* [Texte source]:
Philippe Zdar Forever

Jusqu’au 27 avril, une exposition à l’Espace Castiglione à Paris rend hommage au producteur-chanteur-ingénieur du son Philippe Cerboneschi alias Zdar, disparu le 19 juin 2019. Le photographe Cédric Bertrand, qui l’a suivi depuis ses débuts, expose ses clichés d’une beauté bouleversante. Parce qu’il faisait partie de la grande famille, il est devenu le témoin invisible de l’évolution de tout un mouvement musical à l’origine de la French Touch. A voir absolument. Isabelle Cerboneschi 

Cerbo ©Cédric Bertrand

Cédric Bertrand était étudiant dans une école de photographie lorsqu’il est tombé dans un monde parallèle: celui de la musique électro et des rave-parties. La France découvrait un son nouveau et les gens se rejoignaient dans des lieux improbables pour se balancer au gré de rythmes quasi binaires et des voyages mentaux où les entraînaient quelques substances chimiques. C’était bien avant que l’on parle de la French Touch. Cédric Bertrand avait découvert l’univers où il souhaitait s’oublier.

Lorsqu’il rencontre Philippe Cerboneschi en 1992 sur une péniche dans une after party, ce dernier était un jeune ingénieur du son qui avait débarqué à Paris de sa Savoie natale, quelques années auparavant. Adolescent, Philippe avait monté un groupe de hard rock dans une cave insalubre et rêvait de musique. Sa mère (la mienne aussi, soit dit en passant), voulait qu’il suive les traces de son père et devienne hôtelier. La musique a pris le dessus.

Philippe a suivi tout le cursus: de tea boy il est devenu assistant, puis ingénieur du son aux côtés de Jean-Philippe Bonichon et Dominique Blanc-Francard. Lorsque cette histoire d’amitié inconditionnelle entre Cédric et Philippe est née, ce dernier n’avait pas encore pris le pseudonyme de Zdar. Il n’avait pas encore co-créé Motorbass avec Etienne de Crécy ni Cassius avec Hubert Blanc-Francard, le fils de Dominique. Il n’était pas encore devenu l’ingénieur du son et le producteur le plus doué, le plus prisé de sa génération. Il avait cette fraîcheur des débuts, quand on sait au fond de soi que l’on est fait pour ça, mais qu’on ne connaît ni le jour, ni l’heure…

Au début des années 1990, Cédric Bertrand emménage avec Philippe, son amie Céline et Etienne de Crécy, rue Constance, à Montmartre, dans un petit deux pièces où ils se prêtaient le lit unique à tour de rôle. « Philippe a acheté deux platines, des vinyles, il a tout posé au pied du lit, devant la cheminée et il a commencé à apprendre à mixer, là, au pied du lit », explique Cédric Bertrand.

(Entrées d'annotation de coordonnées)
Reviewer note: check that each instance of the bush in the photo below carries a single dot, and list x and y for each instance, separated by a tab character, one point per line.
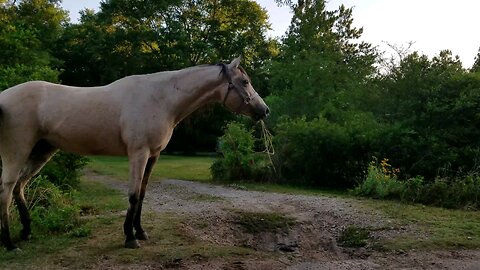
450	192
381	182
324	153
64	170
52	210
238	160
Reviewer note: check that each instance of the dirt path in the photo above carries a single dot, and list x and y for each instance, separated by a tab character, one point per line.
310	244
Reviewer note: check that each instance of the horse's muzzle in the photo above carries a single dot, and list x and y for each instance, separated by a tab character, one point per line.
261	113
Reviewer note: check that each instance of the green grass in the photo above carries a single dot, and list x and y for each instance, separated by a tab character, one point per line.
439	228
43	250
176	167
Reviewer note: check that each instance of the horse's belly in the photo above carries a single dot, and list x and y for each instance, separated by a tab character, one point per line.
88	144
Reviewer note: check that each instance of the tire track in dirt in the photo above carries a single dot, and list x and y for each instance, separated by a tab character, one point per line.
312	241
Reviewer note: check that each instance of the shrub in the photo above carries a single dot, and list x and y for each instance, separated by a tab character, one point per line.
238	160
324	153
450	192
381	182
52	211
64	170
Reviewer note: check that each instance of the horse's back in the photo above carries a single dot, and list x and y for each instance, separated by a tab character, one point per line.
75	119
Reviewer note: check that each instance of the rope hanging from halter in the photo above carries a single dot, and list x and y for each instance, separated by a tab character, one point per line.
268	142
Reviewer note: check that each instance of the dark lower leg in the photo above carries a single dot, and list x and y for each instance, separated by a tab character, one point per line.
6	198
140	233
26	232
131	240
5	235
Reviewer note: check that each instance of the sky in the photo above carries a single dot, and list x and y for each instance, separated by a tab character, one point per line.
432	25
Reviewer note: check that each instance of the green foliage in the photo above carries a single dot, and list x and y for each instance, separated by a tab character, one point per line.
238	159
64	170
27	34
52	210
322	153
137	37
320	63
453	192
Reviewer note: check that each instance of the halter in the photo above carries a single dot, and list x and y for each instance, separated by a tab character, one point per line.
247	99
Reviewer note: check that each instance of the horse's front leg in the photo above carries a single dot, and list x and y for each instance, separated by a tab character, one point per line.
8	180
137	162
140	234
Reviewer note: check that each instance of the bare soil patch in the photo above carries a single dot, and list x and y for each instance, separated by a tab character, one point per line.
210	213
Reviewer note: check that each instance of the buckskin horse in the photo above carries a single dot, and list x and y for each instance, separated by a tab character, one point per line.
134	116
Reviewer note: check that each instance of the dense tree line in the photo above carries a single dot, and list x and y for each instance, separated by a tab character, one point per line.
335	101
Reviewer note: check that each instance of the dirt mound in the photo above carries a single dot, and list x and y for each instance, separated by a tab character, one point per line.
211	214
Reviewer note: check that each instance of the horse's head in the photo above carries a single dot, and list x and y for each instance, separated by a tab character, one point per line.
240	96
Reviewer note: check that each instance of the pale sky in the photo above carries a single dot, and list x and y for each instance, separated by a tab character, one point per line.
432	25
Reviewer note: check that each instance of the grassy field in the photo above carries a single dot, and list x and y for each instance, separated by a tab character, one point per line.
104	214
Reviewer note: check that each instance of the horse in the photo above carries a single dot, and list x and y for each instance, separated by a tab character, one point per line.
134	116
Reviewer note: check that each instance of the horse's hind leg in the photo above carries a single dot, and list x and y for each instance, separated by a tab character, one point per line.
10	173
137	161
41	154
140	234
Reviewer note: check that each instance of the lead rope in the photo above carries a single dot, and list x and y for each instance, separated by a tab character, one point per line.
268	142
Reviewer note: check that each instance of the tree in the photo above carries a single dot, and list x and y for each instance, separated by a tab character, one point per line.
320	62
476	64
28	30
144	36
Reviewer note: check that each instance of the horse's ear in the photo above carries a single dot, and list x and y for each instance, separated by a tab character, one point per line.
235	63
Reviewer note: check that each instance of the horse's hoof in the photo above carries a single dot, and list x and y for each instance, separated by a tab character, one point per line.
132	244
141	235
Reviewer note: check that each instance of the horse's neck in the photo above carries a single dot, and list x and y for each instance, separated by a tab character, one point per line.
193	88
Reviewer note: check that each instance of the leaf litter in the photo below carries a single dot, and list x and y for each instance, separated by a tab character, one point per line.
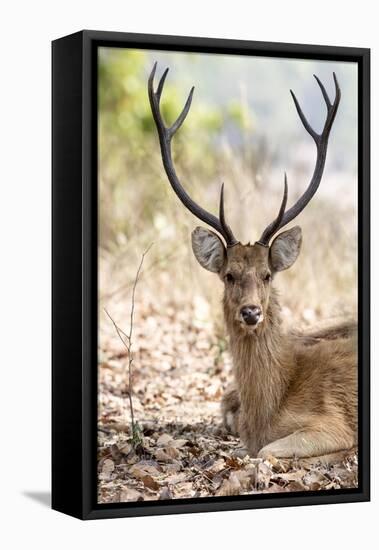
181	369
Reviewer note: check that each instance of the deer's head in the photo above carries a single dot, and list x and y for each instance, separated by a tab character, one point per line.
246	270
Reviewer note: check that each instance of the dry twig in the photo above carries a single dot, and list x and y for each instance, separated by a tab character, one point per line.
126	339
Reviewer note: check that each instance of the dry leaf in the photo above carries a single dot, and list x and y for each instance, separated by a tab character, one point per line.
129	495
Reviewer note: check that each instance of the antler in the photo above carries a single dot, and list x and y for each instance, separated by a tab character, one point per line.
165	136
321	140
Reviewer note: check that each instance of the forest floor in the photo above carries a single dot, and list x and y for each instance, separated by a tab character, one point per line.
181	370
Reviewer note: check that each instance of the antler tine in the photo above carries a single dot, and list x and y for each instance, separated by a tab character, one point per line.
321	141
225	226
165	135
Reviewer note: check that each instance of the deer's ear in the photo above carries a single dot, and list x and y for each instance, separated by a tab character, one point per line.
285	249
208	249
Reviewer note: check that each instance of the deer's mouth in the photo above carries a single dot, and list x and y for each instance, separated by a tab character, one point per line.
250	325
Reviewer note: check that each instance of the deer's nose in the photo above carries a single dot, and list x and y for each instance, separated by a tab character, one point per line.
251	314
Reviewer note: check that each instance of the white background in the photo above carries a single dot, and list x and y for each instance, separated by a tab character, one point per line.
26	31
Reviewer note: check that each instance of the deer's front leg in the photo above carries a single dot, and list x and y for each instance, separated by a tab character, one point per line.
230	408
306	443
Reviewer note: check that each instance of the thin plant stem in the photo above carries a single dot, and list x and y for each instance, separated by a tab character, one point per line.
126	339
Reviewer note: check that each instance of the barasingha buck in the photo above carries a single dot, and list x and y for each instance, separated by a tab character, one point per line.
293	395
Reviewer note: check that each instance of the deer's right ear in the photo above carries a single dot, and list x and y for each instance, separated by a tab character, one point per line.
285	249
209	249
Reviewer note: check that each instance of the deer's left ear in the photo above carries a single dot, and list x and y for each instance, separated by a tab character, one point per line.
208	249
285	249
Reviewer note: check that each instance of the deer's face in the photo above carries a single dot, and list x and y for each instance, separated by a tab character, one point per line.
247	271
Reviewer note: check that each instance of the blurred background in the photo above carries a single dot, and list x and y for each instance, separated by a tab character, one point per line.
243	130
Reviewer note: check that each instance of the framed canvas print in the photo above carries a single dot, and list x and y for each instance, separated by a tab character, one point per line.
210	274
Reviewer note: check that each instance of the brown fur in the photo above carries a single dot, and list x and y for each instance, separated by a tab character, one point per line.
293	395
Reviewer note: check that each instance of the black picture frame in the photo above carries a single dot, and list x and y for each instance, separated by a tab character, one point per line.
74	272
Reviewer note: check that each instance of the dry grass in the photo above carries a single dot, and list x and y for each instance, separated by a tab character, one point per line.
182	365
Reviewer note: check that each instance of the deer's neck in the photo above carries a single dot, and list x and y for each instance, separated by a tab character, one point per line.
263	366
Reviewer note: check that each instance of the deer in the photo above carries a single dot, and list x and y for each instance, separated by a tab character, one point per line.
292	395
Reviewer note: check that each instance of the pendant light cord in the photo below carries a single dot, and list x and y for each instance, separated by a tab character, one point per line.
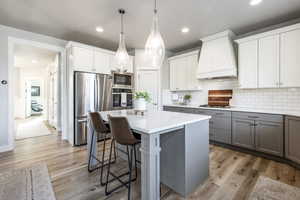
122	12
155	8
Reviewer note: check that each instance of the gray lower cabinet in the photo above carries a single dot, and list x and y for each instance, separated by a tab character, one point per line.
292	138
269	137
243	131
260	132
256	131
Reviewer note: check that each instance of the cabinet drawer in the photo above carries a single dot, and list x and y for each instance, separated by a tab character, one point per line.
221	113
178	109
221	123
203	112
258	116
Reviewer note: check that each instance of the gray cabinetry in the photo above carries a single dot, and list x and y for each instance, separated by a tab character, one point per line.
292	138
269	137
262	132
178	109
243	133
221	126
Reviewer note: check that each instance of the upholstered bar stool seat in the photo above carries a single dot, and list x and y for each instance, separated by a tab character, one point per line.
123	135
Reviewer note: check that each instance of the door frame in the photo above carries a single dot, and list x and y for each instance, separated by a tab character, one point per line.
63	87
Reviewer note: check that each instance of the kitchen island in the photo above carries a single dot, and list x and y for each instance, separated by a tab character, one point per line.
174	150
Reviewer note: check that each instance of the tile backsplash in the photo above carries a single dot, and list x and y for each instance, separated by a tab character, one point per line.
275	99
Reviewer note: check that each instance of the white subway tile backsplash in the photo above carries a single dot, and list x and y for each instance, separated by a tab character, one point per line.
277	99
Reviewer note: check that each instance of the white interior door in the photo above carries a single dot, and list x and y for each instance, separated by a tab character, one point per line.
55	99
149	81
27	98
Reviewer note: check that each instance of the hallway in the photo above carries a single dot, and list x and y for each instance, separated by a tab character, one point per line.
32	127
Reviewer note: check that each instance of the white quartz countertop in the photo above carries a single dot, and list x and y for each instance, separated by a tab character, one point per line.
295	113
155	121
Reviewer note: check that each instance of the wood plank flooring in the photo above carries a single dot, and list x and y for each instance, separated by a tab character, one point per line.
232	174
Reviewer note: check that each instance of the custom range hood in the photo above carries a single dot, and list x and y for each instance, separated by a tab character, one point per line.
217	57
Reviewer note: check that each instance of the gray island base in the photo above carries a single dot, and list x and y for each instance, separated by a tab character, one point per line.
174	150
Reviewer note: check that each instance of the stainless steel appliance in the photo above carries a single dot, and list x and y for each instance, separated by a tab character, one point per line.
122	80
92	93
122	98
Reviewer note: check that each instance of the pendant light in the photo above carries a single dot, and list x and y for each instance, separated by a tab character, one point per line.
155	47
122	57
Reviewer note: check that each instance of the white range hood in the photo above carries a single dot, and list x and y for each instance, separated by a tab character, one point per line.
217	56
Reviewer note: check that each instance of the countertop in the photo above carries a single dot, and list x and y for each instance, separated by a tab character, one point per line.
155	121
293	113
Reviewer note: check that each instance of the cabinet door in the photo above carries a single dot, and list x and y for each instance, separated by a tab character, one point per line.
269	137
149	81
221	124
114	66
248	62
292	138
243	133
178	74
268	62
101	62
173	74
191	73
83	59
290	59
129	66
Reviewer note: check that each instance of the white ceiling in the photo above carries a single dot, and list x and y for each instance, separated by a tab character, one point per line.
25	55
76	20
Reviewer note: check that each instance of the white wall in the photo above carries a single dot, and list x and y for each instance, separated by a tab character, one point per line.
273	99
6	32
35	75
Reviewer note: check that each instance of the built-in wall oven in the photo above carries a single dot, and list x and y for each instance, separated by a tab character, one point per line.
122	98
122	80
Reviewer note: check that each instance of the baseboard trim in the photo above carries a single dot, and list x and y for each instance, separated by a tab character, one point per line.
258	154
6	148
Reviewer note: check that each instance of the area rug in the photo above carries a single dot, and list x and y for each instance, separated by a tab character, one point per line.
269	189
32	183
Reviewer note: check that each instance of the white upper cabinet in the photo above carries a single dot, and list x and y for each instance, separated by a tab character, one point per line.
101	62
142	61
248	64
83	59
148	80
290	59
114	67
217	56
268	62
270	59
183	72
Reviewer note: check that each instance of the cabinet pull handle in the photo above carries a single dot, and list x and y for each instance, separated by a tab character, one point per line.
253	117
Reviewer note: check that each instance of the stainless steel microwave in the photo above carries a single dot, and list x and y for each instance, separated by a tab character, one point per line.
122	80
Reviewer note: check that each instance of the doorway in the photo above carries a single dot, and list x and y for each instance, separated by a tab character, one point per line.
36	91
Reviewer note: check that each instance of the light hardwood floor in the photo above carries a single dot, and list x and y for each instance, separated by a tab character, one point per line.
232	174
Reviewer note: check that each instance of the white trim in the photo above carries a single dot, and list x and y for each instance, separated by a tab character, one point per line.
227	33
6	148
268	33
11	127
196	52
93	48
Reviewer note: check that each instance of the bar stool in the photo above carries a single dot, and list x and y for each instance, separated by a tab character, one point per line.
99	127
123	135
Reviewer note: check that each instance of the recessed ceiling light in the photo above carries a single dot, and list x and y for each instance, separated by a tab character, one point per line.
185	30
255	2
99	29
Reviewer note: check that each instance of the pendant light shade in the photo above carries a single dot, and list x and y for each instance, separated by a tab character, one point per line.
122	57
155	46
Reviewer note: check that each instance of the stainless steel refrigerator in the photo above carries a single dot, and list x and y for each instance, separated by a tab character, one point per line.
92	93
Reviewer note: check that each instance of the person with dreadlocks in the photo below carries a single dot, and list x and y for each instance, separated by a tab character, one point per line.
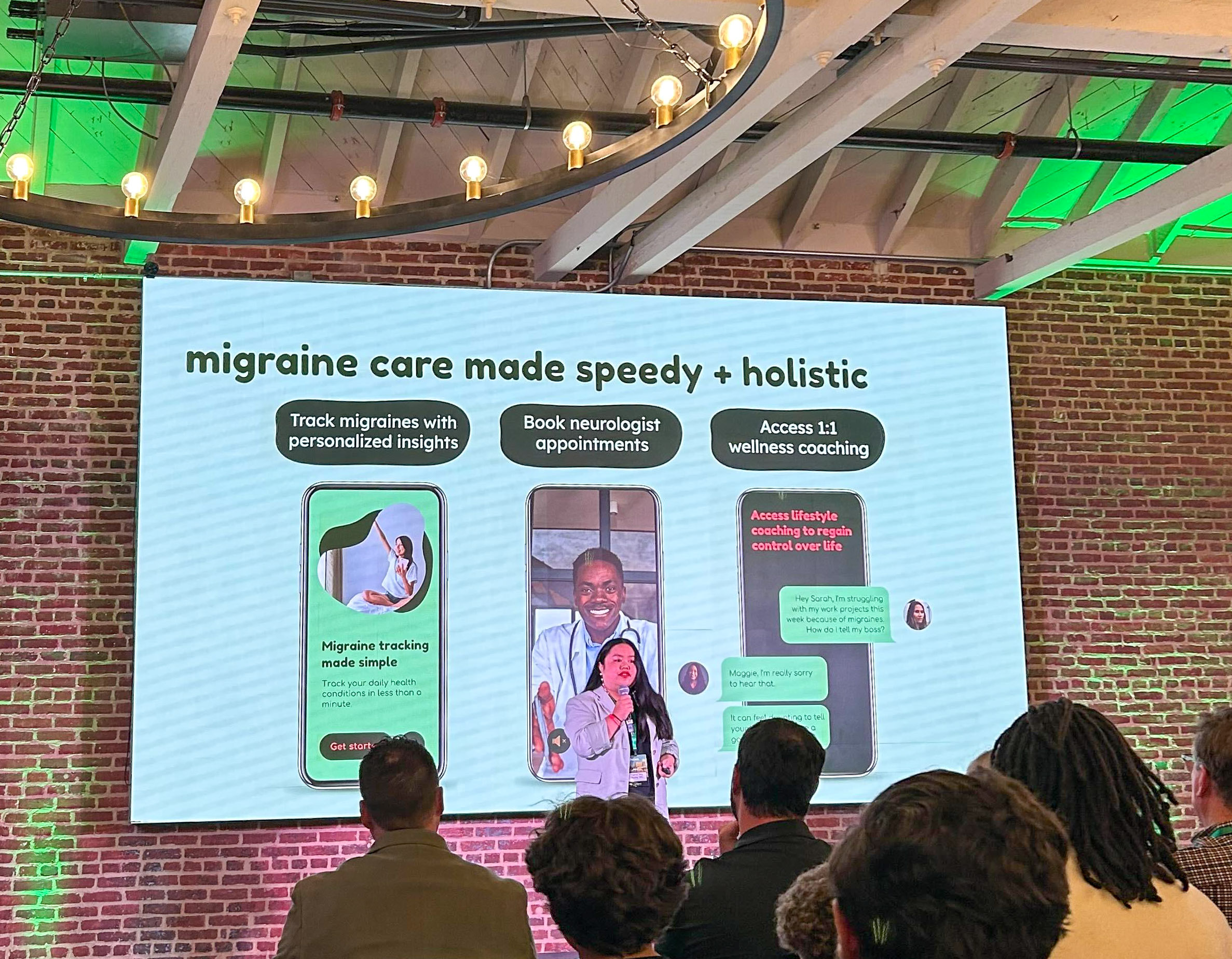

* [Liste des tâches]:
[1] Les affirmations suivantes concordent-elles avec l'article sur Philippe Zdar ? (a) L'exposition se tient à l'Espace Castiglione jusqu'au 27 avril. (b) Cédric Bertrand a rencontré Philippe Cerboneschi en 1992 dans un club de Montmartre. (c) Adolescent, Philippe avait monté un groupe de jazz. Répondez par oui ou non pour chacune en citant les mots décisifs de l'article.
[2] Reprenez fidèlement le passage de l'article sur Philippe Zdar qui va de « Cerbo ©Cédric Bertrand » à « il souhaitait s’oublier. », ces deux extraits compris.
[3] Pouvez-vous poursuivre l'article sur Philippe Zdar à partir de sa dernière phrase ?
Ces enregistrements n'ont aucun rapport avec le texte.

* [Réponses par tâche]:
[1]
(a) Oui : « Jusqu’au 27 avril, une exposition à l’Espace Castiglione à Paris »
(b) Non : « Lorsqu’il rencontre Philippe Cerboneschi en 1992 sur une péniche dans une after party »
(c) Non : « Adolescent, Philippe avait monté un groupe de hard rock dans une cave insalubre »

[2]
Cerbo ©Cédric Bertrand

Cédric Bertrand était étudiant dans une école de photographie lorsqu’il est tombé dans un monde parallèle: celui de la musique électro et des rave-parties. La France découvrait un son nouveau et les gens se rejoignaient dans des lieux improbables pour se balancer au gré de rythmes quasi binaires et des voyages mentaux où les entraînaient quelques substances chimiques. C’était bien avant que l’on parle de la French Touch. Cédric Bertrand avait découvert l’univers où il souhaitait s’oublier.

[3]
Deux pièces pour loger tout une tribu, ça devient vite trop petit et Philippe décide de louer un loft rue Lepic pour réunir cette famille élargie. C’est dans ce lieu de passage, où le frigo était toujours vide mais l’espace toujours plein d’amis, que Philippe et Etienne ont commencé à créer de la musique électronique et ont formé le groupe Motorbass. Leur album éponyme, sorti en 1993, est l’un des actes fondateurs de la French Touch.

En 1997, Cédric rejoint La Funk Mob, créée par Hubert Blanc-Francard, dit « Boombass », l’associé de Philippe et co-créateur de Cassius. C’était une sorte de ruche d’artistes provenant de tous horizons où l’on pouvait croiser notamment Alex Courtès et Martin Fougerol, les vidéastes ayant réalisé les premiers clips de Cassius ou encore l’artiste américain Senz, avec qui Cédric Bertrand a collaboré pour la scénographie de l’exposition Zdar Love Shots.

Lorsque Cassius commence à décoller, Philippe Zdar offre un Polaroïd à Cédric et lui demande de photographier le tournage des clips « Cassius 1999 » et « I’m a Woman », réalisés par Alex et Martin. Cédric devient vite l’ami de l’ombre et de la lumière de tout ce petit monde: où ils sont, il est, photographiant tout ce qui passe sous ses yeux. Y compris les premiers casques des Daft Punk, créés par Alex et Martin à Los Angeles, en 2000. Il est discrètement présent dans les coulisses des tournées de Zdar, lors de ses séances d’enregistrement au studio Motorbass, pendant ces longs mois passés avec Boombass à Ibiza pour créer un nouvel album,… Cédric filme et immortalise des portions de vie précieuses. Ce ne sont pas des moments volés mais des moments donnés qu’il offre à son tour au regard jusqu’au 27 avril à l’Espace Castiglione à Paris*.

L’exposition « Zdar Love Shots » de Cédric Bertrand est une sorte de récit sans parole où il raconte en images l’émergence d’un mouvement musical ainsi que l’évolution de la carrière de Philippe Zdar. Mais c’est avant tout un hommage, un message envoyé post mortem à son ami, disparu le 19 juin 2019.

INTERVIEW

Comment as-tu rencontré Philippe Cerboneschi, avant qu’il prenne le pseudo de Zdar?

Cédric Bertrand : Je l’ai rencontré par le biais de la fille du chanteur Christophe, Lucie Bevilacqua. On était en Angleterre tous les deux. Elle l’a appelé pour venir nous chercher à l’aéroport et il est venu. C’est là que je l’ai rencontré pour la première fois. Ensuite je l’ai retrouvé dans une after party sur une péniche. Je crois que je l’ai un peu collé au début, avant qu’on devienne vraiment amis. Je connaissais tout le monde dans le milieu techno, j’y évoluais depuis 1989, quand j’ai commencé à aller dans les raves et manger des extas. A cette époque je m’étais enfui dans les nuages. J’avais arrêté la photo. J’avais tout lâché.

A tes yeux, Philippe représentait quoi?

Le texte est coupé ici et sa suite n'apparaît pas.